■ What to work on:
Give every entry again, word for word.

■ Data for the task:

= = = =

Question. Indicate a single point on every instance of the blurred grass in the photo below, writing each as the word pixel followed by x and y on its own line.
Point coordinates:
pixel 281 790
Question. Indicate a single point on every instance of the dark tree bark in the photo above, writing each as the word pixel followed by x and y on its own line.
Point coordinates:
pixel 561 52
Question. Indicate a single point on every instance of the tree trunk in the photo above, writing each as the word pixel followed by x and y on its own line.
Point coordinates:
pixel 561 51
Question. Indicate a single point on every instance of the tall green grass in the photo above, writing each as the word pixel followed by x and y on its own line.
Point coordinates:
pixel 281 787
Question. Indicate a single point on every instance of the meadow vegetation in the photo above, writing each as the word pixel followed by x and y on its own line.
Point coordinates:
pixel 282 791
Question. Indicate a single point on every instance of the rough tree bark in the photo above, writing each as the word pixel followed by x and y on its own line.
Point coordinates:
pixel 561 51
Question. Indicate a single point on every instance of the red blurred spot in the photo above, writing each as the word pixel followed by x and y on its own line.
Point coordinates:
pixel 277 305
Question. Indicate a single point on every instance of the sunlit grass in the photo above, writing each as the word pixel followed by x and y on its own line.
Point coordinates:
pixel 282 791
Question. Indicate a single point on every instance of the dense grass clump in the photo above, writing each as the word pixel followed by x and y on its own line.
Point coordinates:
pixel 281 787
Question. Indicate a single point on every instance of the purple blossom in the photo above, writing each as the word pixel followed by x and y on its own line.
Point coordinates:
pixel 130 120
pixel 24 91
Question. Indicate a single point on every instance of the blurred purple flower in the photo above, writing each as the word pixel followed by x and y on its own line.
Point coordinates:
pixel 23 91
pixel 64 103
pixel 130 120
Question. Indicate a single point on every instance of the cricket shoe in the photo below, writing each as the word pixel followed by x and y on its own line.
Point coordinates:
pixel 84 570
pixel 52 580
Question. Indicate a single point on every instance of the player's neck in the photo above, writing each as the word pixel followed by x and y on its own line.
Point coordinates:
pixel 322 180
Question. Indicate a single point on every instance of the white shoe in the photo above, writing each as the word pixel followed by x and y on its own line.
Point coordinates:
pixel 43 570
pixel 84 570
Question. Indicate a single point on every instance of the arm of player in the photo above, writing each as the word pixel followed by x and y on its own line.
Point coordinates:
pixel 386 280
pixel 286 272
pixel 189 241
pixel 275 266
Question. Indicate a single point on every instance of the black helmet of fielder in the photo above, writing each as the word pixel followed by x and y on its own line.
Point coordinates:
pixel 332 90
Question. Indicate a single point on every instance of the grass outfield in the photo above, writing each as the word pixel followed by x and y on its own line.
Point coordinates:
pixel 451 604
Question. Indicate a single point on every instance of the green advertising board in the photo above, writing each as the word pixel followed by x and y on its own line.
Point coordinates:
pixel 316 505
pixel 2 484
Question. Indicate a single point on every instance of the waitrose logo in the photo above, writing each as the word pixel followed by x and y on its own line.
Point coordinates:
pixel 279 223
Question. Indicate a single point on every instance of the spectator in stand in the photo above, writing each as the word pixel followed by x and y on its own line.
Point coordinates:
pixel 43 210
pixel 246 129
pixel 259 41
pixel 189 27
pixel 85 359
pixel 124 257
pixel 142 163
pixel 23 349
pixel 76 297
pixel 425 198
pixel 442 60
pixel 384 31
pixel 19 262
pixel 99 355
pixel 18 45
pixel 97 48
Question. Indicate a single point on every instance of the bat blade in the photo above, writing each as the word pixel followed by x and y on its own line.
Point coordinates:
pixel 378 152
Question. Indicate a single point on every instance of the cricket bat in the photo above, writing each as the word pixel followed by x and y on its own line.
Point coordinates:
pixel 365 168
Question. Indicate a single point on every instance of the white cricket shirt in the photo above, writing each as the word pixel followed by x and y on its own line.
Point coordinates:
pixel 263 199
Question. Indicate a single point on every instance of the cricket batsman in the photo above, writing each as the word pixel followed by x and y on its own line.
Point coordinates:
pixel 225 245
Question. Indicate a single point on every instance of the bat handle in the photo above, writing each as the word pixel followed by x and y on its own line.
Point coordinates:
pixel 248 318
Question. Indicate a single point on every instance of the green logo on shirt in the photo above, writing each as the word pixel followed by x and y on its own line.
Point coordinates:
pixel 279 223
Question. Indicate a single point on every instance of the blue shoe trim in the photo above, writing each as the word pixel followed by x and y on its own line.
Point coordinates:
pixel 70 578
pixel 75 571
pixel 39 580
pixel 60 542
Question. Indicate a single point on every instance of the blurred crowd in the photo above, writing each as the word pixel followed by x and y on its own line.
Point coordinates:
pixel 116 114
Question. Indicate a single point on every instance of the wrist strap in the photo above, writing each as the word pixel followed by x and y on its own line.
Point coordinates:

= = = =

■ Reply:
Question. Indicate a single point on every instance of the blurred grass in the photo below, writing each as the word pixel followed by x and y on its own line.
Point coordinates:
pixel 281 790
Question. Indicate a single point on every instance of the dark tree bark in the photo above, writing each as the word pixel followed by x and y on its own line.
Point coordinates:
pixel 561 52
Question. Indicate a single point on every instance of the tree trunk in the photo above, writing each as the word pixel followed by x and y on its own line.
Point coordinates:
pixel 561 51
Question. Indicate a single point on every instance of the tall green grass in the photo above, writing each as the word pixel followed by x and y on its own line.
Point coordinates:
pixel 281 787
Question. Indicate a single point on every instance of the meadow vegetation in the photo above, writing each as the word pixel followed by x and y on its own line.
Point coordinates:
pixel 282 791
Question. Indicate a single point on every instance of the rough tree bark in the photo above, writing each as the word pixel followed by x and y on its own line.
Point coordinates:
pixel 561 51
Question. Indicate a single point on every instance of the red blurred spot in the photo above, writing each as the word pixel followed by x and y on its own line.
Point coordinates:
pixel 277 305
Question. Indicate a single point on every instance of the sunlit grass in the photo above, writing each as the word pixel followed by x and y on its own line.
Point coordinates:
pixel 282 791
Question. Indicate a single point on every instance of the dense grass clump in the photo above, writing each as the word pixel followed by x and y on its own line.
Point coordinates:
pixel 281 787
Question. Indicate a single point on every instance of the purple blossom in the photo above, writing each as the word pixel followed by x and y on its own line.
Point coordinates:
pixel 130 120
pixel 24 91
Question. Indicate a single point on every instance of the blurred purple flower in the photo above, writing each as the word pixel followed by x and y on its own line.
Point coordinates:
pixel 23 91
pixel 64 103
pixel 130 120
Question. Indicate a single point on every instance of the cricket shoe in the photo below, writing each as the word pixel followed by x and y on its own line.
Point coordinates:
pixel 84 570
pixel 52 580
Question. Indicate a single point on every instance of the player's neck in the photo above, writing each as the word pixel followed by x and y on its own line.
Point coordinates:
pixel 322 180
Question. Indicate a single point on every instance of the white shoe in the photo above, writing each as the word pixel followed by x and y on its own line.
Point coordinates:
pixel 43 570
pixel 84 570
Question. Indicate a single point on every instance of the arm of player in the photo above, writing each as the word pixel followed by x and y on its own line.
Point coordinates:
pixel 386 280
pixel 286 272
pixel 189 241
pixel 275 266
Question. Indicate a single point on every instance of the black helmet of fielder in the photo above, writing each as the word pixel followed by x and y on its own line.
Point coordinates:
pixel 332 90
Question. Indicate a single point on every instance of the grass outfield in the photo above, writing each as the word pixel followed by x and y on its own line.
Point coordinates:
pixel 451 604
Question. Indicate a single point on every instance of the green advertising board in the photo above, writing each as the word pixel followed by x and y on its own line.
Point coordinates:
pixel 316 505
pixel 2 484
Question. Indicate a single point on every instance of the waitrose logo in the photo above, writing each as the word pixel followed by x and y on its own line.
Point coordinates:
pixel 279 223
Question. Indicate a single point on every instance of the spectator in stand in the photo above, writing each as the word pixel followed by x and y on its own line.
Point coordinates:
pixel 43 210
pixel 246 129
pixel 259 41
pixel 189 27
pixel 85 359
pixel 124 257
pixel 142 163
pixel 23 349
pixel 76 297
pixel 425 198
pixel 442 60
pixel 384 31
pixel 19 262
pixel 99 355
pixel 18 45
pixel 97 48
Question. Indicate a single point on every instance of the bat blade in the photo above, writing each as the word pixel followed by x and y on its own line.
Point coordinates:
pixel 378 152
Question. Indicate a single point on every instance of the cricket bat in the photo above, writing each as the word pixel followed by x and y on its own line.
Point coordinates:
pixel 365 168
Question. Indicate a single point on every instance of the white cricket shirt in the photo above, writing each as the word pixel followed by x and y on its own line.
Point coordinates:
pixel 263 199
Question. Indicate a single point on every instance of the cricket batsman in the photo above, writing each as the word pixel followed by x and y on its own line.
Point coordinates:
pixel 225 245
Question. Indicate a single point on every instance of the bat handle in the photo above, writing each as the word pixel followed by x and y on its own line.
Point coordinates:
pixel 248 318
Question. Indicate a single point on every instance of the green logo on shirt in the photo above, writing each as the word pixel followed by x and y on its own line.
Point coordinates:
pixel 279 223
Question. Indicate a single point on every instance of the blue shoe trim in the photo above, writing each as the word pixel followed by x and y on its own line.
Point coordinates:
pixel 70 578
pixel 75 571
pixel 39 580
pixel 60 542
Question. Indicate a single point on every instance of the blurred crowd in the photo above, writing each as the word pixel followed by x and y on its own line.
Point coordinates:
pixel 116 114
Question. Indicate a single point on every instance of the wrist strap in the photo above, writing each as the word pixel followed by x and y on its own line.
Point coordinates:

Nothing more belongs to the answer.